To do:
[1] In the laptop forum post below, why does the poster worry that the Optimus 13's 1080p screen could be a drawback? Answer in one to three sentences.
[2] Quote everything in the laptop forum post below from "# Want to buy" down to "sector is pathetic.".

Document segment:
# Want to buy a Laptop from Uk. Avice please.



## HauntedGuy (Oct 20, 2013)

So, I'm thinking of buying a new laptop for college work and some medium-core gaming sometime soon...And well, as you might agree, the choice and customizability available in the Indian market in the mid-high end gaming laptop sector is pathetic. 

Luckily, my cousin is in the UK at present and although its not as good as the US, i think the UK laptop market is much more developed than ours, so I'm considering requesting her to get me a laptop. I'm thinking of these two from PCSPECIALIST - Custom PCs, Custom Computers, Custom PC, Desktop PC, Custom Built Computers, Gaming PC:

PCSPECIALIST - SkyFireIII 14 Laptops, SkyFireIII 14 Gaming Laptops, Build Your Own SkyFireIII 14 Laptop
PCSPECIALIST - OptimusV 13 Laptops, OptimusV 13 Gaming Laptops, Build Your Own OptimusV 13 Laptop


View attachment 12529
The 14" SkyFire that i can get at about 55-58k is built using a MSI 1492 barebone and seems like the ideal one. The small screen at 1600x900 resolution should be sufficient for gaming and yet the laptop small and light enough to carry around everywhere with me. The only thing I'll sorely miss in this machine is a back-lit keyboard. It comes with a 2gb DDR5 GTX 760m and a offers a choice of 4th gen core i CPUs(more on this later). The only think I'm slightly worried about is heating issues- so much power packed into a tiny plastic body sounds like trouble.  This setup will cost me approximately Rs. 55-57k


View attachment 12530
The optimus-13 sounds like an even sweeter deal for about 3-4k more. It comes with an even more powerful GTX 765m The back-lit keyboard and the design of this little beast make it quite the eye-candy. But I'm worried that the 1080p resolution is overkill for such a small screen size and not worth paying the extra money for. the 1080p screen might be a pain and make text harder to read and cause unnecessary strain on the 765m, resulting in worse performance than the 760m on a 1600x900 screen. This one built in a Clevo W230ST barebones. This setup costs me about Rs 58-60k.

So which one do you think should I pick? The skyfire also comes with an optical drive which the optimus is missing. Is the 1080p 13.3" screen, back-lit keyboard, and GTX765m MINUS the optical drive worth paying the extra money for?

Supplied material:
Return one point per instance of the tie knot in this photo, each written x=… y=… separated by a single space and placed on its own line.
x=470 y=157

Task-by-task outputs:
[1] The poster thinks 1080p is overkill for a 13.3" screen and may not be worth the extra money. Such a screen could make text harder to read. It could also put unnecessary strain on the GTX 765m, leaving it performing worse than the GTX 760m at 1600x900.

[2]
# Want to buy a Laptop from Uk. Avice please.



## HauntedGuy (Oct 20, 2013)

So, I'm thinking of buying a new laptop for college work and some medium-core gaming sometime soon...And well, as you might agree, the choice and customizability available in the Indian market in the mid-high end gaming laptop sector is pathetic.